§ **AIM**: Return each line of the records below that contains the string "display", copied unchanged.

§ **AVAILABLE DATA**:

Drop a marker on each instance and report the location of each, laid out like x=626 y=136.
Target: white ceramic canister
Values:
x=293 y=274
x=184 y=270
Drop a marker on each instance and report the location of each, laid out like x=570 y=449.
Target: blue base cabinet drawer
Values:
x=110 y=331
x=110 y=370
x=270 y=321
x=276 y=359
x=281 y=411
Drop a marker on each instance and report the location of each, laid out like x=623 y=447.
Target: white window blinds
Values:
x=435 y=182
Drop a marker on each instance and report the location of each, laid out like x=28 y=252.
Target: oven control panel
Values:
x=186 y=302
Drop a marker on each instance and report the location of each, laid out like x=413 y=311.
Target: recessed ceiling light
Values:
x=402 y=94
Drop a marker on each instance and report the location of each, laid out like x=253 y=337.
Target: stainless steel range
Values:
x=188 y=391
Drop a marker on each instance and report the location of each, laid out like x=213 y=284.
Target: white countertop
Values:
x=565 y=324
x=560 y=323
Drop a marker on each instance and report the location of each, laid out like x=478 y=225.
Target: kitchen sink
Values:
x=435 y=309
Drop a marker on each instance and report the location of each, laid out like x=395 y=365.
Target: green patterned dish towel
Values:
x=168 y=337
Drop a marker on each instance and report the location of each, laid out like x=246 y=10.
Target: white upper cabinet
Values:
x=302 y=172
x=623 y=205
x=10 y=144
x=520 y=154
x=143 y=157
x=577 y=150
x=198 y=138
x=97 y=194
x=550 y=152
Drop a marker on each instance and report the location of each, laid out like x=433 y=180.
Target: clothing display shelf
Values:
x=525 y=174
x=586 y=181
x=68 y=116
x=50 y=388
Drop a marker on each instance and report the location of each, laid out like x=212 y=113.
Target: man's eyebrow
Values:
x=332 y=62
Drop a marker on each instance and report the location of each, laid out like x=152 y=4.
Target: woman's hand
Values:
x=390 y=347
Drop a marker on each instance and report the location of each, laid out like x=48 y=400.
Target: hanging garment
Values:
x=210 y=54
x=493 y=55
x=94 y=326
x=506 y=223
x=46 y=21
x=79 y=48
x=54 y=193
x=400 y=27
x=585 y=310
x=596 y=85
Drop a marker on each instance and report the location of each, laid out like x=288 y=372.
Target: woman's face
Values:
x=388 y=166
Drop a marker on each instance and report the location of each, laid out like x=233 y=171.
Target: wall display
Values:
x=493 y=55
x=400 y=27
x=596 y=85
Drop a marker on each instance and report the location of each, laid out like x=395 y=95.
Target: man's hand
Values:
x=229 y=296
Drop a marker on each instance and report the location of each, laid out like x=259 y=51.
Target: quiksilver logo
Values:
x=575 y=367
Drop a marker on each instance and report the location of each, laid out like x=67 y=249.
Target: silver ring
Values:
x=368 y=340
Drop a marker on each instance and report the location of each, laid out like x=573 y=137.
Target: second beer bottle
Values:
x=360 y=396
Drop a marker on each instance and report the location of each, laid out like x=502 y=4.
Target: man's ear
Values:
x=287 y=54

...

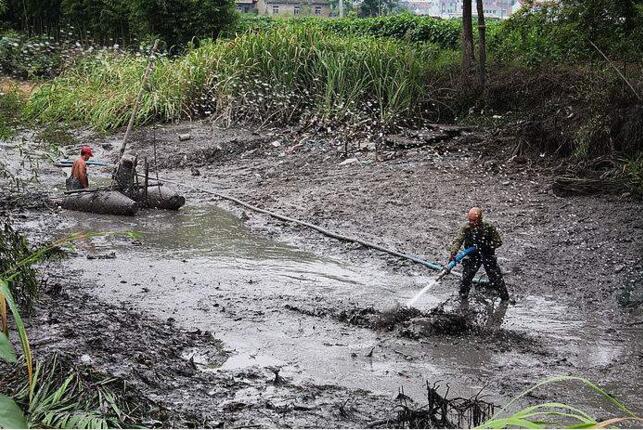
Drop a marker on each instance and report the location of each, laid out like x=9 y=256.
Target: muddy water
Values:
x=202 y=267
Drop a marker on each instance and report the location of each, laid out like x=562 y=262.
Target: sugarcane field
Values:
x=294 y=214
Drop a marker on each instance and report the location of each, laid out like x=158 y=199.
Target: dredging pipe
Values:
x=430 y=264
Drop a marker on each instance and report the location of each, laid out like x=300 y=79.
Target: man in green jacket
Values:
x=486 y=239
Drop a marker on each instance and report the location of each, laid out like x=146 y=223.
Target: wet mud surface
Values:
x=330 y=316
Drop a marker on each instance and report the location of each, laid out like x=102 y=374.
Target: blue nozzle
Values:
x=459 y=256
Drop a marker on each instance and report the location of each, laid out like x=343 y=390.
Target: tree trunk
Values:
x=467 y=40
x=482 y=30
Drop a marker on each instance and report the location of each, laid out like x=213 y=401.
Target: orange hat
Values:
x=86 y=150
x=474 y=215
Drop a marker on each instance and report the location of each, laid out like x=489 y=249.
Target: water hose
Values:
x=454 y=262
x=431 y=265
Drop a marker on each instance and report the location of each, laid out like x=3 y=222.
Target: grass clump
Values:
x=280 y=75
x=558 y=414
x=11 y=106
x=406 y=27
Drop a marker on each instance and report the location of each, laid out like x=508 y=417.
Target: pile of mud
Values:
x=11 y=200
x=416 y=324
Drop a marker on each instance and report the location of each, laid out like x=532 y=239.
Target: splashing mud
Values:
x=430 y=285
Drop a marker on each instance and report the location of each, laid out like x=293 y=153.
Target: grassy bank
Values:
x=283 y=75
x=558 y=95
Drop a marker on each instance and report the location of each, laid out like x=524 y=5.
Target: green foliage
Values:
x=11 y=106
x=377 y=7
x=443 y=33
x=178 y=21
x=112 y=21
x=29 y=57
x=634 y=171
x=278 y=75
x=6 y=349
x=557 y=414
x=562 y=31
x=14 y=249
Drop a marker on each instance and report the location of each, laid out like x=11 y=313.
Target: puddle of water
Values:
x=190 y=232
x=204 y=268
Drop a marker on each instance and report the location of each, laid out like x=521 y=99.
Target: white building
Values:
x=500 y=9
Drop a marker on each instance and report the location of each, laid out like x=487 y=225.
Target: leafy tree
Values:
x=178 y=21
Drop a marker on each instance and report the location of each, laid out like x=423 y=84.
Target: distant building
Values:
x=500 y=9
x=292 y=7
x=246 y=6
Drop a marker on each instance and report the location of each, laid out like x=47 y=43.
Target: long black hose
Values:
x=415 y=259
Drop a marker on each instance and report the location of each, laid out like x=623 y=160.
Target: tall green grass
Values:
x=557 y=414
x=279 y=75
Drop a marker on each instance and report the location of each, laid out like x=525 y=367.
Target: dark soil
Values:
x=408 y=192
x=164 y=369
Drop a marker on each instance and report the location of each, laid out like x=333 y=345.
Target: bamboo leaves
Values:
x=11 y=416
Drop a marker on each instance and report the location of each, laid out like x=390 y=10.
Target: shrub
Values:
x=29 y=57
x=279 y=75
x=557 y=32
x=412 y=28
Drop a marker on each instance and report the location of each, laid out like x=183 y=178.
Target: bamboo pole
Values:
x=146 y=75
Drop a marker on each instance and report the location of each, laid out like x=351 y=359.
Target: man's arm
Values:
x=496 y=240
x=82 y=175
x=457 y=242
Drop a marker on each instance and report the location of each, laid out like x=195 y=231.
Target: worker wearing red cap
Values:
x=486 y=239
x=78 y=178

§ **OUTPUT**:
Target: clothing display shelf
Target: wall display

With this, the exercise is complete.